Stored items from a collection
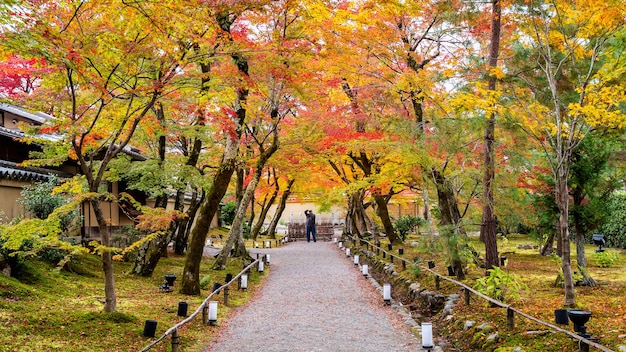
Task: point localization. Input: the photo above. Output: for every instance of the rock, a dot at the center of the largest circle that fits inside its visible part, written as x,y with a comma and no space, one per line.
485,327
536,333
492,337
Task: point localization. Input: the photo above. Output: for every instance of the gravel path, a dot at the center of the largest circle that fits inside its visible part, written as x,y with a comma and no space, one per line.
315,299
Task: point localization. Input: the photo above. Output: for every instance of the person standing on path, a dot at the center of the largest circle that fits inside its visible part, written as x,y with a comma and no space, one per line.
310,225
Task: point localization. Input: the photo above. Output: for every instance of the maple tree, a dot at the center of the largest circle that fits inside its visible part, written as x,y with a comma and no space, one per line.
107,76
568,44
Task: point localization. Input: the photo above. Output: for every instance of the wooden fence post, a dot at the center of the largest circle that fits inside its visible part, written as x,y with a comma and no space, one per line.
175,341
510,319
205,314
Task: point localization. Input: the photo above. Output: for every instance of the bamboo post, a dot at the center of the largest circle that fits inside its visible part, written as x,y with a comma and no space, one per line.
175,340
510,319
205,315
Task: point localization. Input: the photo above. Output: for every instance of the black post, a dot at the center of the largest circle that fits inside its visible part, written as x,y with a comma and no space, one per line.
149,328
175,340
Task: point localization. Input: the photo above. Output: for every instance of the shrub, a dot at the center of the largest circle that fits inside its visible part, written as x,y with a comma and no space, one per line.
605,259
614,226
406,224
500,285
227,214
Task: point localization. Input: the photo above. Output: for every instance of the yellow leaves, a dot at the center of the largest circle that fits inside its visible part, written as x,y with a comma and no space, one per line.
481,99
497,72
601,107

- **Work instructions**
Only the lines from the one containing "of the wooden" through the end of the entries above belong in the answer; repeat them exactly.

- **Exercise solution**
Task: point localization. Input: the photo above. Output: for every instance of the wooden fence post, a dot at the center of the largest circle that fits inside its visible part, written as x,y with a comma and no space, one per line.
175,341
510,319
205,314
Task: point localization. Input: the photo above. Output: for every instance of the bamboo post, a dot at the center of the largest circle that fits inside its visible part, written as x,y with a comma and no space, one per line.
175,340
510,319
205,315
Task: point localization. Input: the photo above. Output: for every instance of the black post, a dot at the center of the largest circle that fits inside its visible part, written as x,y with a comma and no space, one per line.
149,328
175,340
Task: point localization. Input: the photo above. Output: for every instance of the shrub, a dot at the center of the largest circle that fits inside its visible part, written as x,y with a comma and no space, one per line.
605,259
614,226
406,224
500,285
227,214
Task: point localization. Input: the photo above. Output: for every instance of the yellow leaves, a dot at the center of the largest circle that fits inside its visible part, written as x,y with a comma and no space, one per line.
481,99
497,72
601,107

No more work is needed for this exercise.